Sobre a postura do ex-presidente, o deputado federal Silvio Costa Filho (Republicanos) disse que Lula “acerta” em dar sinais de diálogo com o centro, mas diz que o petista precisa atentar para o fato de que o Brasil de hoje é bem diferente daquele que ele encarou quando venceu a sua primeira eleição presidencial. “Eu acho que o presidente Lula precisa entender que quando ele foi candidato em 2002 e ganhou as eleições, ele apresentou uma Carta ao povo brasileiro, e naquele momento aquela carta dialogava com a agenda social e a agenda econômica. Mas já se vão 18 anos que aquele documento foi apresentado, e agora é preciso que o presidente e o próprio PT apresentem uma nova agenda para o Brasil, uma agenda que dialogue com as novas pautas econômica e social”, observou o parlamentar.
★ ★ ★ ★ ★ ★ ★
INSTRUÇÕES DA TAREFA: Dê continuidade ao trecho sobre a declaração de Silvio Costa Filho a respeito de Lula, começando logo após a última frase apresentada.

MATERIAL FORNECIDO:
★ ★ ★ ★ ★ ★ ★
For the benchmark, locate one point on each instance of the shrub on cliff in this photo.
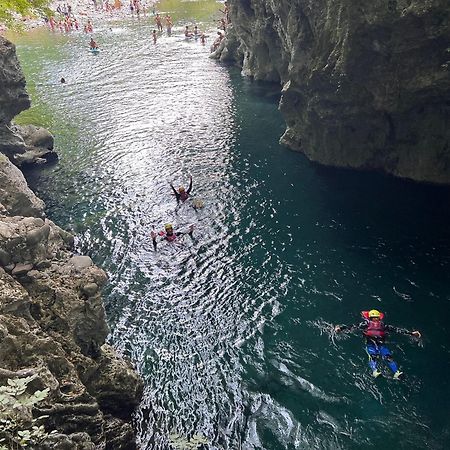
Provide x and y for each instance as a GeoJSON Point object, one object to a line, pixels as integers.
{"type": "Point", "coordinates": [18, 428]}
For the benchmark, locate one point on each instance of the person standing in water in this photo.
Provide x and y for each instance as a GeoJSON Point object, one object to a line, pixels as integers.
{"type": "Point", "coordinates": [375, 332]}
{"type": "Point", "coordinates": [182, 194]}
★ ★ ★ ★ ★ ★ ★
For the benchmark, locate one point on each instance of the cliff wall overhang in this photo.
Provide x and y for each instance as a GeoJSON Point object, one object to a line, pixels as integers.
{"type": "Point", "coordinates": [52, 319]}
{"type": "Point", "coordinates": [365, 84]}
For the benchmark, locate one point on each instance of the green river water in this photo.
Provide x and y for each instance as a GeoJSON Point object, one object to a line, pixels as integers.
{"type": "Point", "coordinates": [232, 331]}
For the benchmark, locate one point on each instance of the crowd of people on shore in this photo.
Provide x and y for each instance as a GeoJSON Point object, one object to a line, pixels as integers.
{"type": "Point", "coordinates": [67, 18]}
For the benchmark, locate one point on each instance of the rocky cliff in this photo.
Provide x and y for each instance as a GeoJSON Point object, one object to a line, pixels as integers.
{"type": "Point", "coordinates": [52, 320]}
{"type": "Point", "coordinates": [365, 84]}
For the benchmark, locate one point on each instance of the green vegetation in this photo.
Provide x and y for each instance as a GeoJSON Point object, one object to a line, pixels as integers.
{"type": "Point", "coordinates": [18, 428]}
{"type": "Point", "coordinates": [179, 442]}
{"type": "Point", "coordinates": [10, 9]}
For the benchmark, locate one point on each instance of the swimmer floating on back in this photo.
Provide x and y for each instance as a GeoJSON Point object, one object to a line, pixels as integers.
★ ★ ★ ★ ★ ★ ★
RESPOSTA DA TAREFA:
“O discurso do ex-presidente foi equilibrado, no sentido de fazer essas sinalizações mais moderadas para um centro, para um eleitor mediano, que está passando dificuldade na pandemia, um eleitor que perdeu alguém, que teme pela sua vida, que perdeu o emprego e não vê sinalização da volta do auxílio emergencial, um público com o qual Lula se relaciona muito bem, diga-se de passagem”, detalhou a cientista política Priscila Lapa, da Faculdade de Ciências Humanas de Olinda (Facho).
Em um de seus ataques ao presidente Bolsonaro, Lula o criticou por não conversar com a sociedade e disse que, enquanto chefiou o Executivo nacional, sempre esteve aberto aos mais variados setores. "No meu mandato, fiz 74 conferências para ouvir a sociedade; Bolsonaro não ouve ninguém", disparou. O petista ainda disse que um presidente precisa dialogar com empresários e investidores e afirmou que a classe média não precisa ter "medo" dele.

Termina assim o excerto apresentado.